══ ENTRIES PROVIDED ══

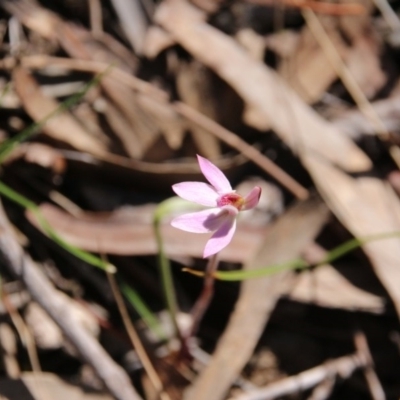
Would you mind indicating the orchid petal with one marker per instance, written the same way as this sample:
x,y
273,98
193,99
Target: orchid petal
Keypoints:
x,y
198,192
222,237
200,222
252,199
214,175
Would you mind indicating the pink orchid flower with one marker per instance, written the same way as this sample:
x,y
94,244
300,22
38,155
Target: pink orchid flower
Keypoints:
x,y
225,202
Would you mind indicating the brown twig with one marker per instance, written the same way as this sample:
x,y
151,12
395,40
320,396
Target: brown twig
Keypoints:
x,y
134,337
343,366
375,386
41,290
183,109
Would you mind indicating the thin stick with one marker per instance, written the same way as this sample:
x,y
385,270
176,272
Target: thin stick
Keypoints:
x,y
375,386
136,342
205,297
348,80
343,366
55,304
246,149
183,109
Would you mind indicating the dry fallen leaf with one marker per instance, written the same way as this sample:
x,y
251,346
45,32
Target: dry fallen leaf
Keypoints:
x,y
269,101
287,237
60,127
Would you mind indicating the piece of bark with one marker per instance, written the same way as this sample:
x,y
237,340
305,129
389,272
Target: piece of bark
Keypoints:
x,y
307,70
270,103
41,290
129,231
45,386
344,367
286,239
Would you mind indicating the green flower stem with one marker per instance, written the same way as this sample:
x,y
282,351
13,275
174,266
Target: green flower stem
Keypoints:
x,y
299,263
165,208
47,229
9,145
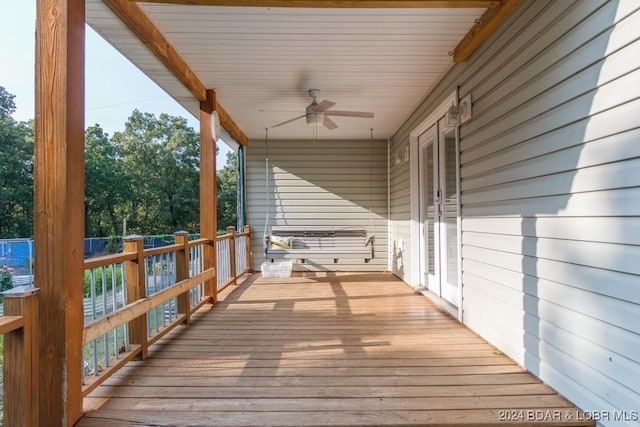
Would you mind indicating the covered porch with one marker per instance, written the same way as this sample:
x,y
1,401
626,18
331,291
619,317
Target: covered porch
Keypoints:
x,y
325,349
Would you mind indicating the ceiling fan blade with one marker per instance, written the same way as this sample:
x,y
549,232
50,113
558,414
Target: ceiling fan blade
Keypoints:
x,y
328,123
361,114
289,121
321,107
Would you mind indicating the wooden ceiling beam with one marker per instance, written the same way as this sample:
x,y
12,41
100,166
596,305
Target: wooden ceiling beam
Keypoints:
x,y
485,26
337,4
137,21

═══

## THE TASK
Can you retype every record above exactly, leaving out the pictures?

## THE OUTPUT
Would you mind indicating the orchid petal with one marker per instance, written the same way as this sample:
x,y
273,98
193,99
Target: orchid petal
Keypoints:
x,y
198,192
222,237
200,222
252,199
214,175
Would you mind indicating the pink orchid flower with one marker per instance, written the same way as this sample:
x,y
94,244
300,22
38,155
Target: pink orchid flower
Keypoints:
x,y
225,202
Would you mind indicating the brown twig with one marker per instance, written the same way as this sample:
x,y
151,12
395,40
320,396
Target: brown twig
Keypoints:
x,y
134,337
343,366
375,386
41,290
183,109
Would you mind indicating the thin stick with one marker per instance, written the same way as this sample:
x,y
385,270
176,272
Target: thin stick
Keypoints:
x,y
375,386
136,342
205,297
348,80
343,366
55,304
246,149
183,109
Would you mind indicating the dry fallen leaf with one marker per instance, written the same way as this sample:
x,y
251,346
45,32
Target: dry fallen leaf
Keypoints:
x,y
269,101
287,237
60,127
Would you mind indicating the piece of bark with one marker per instance, written the same way as this sample:
x,y
237,340
305,129
389,272
Target: piece of bark
Keypoints:
x,y
307,70
270,103
41,290
129,231
45,386
344,367
286,239
Would you mind indicating the green flower stem with one marker per instance, written the same way as this sample:
x,y
282,351
13,275
174,266
Target: green flower stem
Keypoints:
x,y
299,263
165,208
47,229
9,145
Would you mind indicating the covered porch with one marker per instance, written the same way as this sample:
x,y
1,401
626,18
331,291
619,317
Target: covered porch
Keypoints:
x,y
325,349
Would you mind indicating the ceiling fan blade with one marker per instance, written the same way as this sample:
x,y
549,232
50,113
558,414
Target: ceiling fan blade
Keypoints:
x,y
328,123
361,114
289,121
321,107
Would you mind indicating the wooden ceiling beam with one marker per instance, written the same way as this sample:
x,y
12,41
100,166
596,305
Target: wooden ceiling beam
Keypoints:
x,y
485,26
337,4
137,21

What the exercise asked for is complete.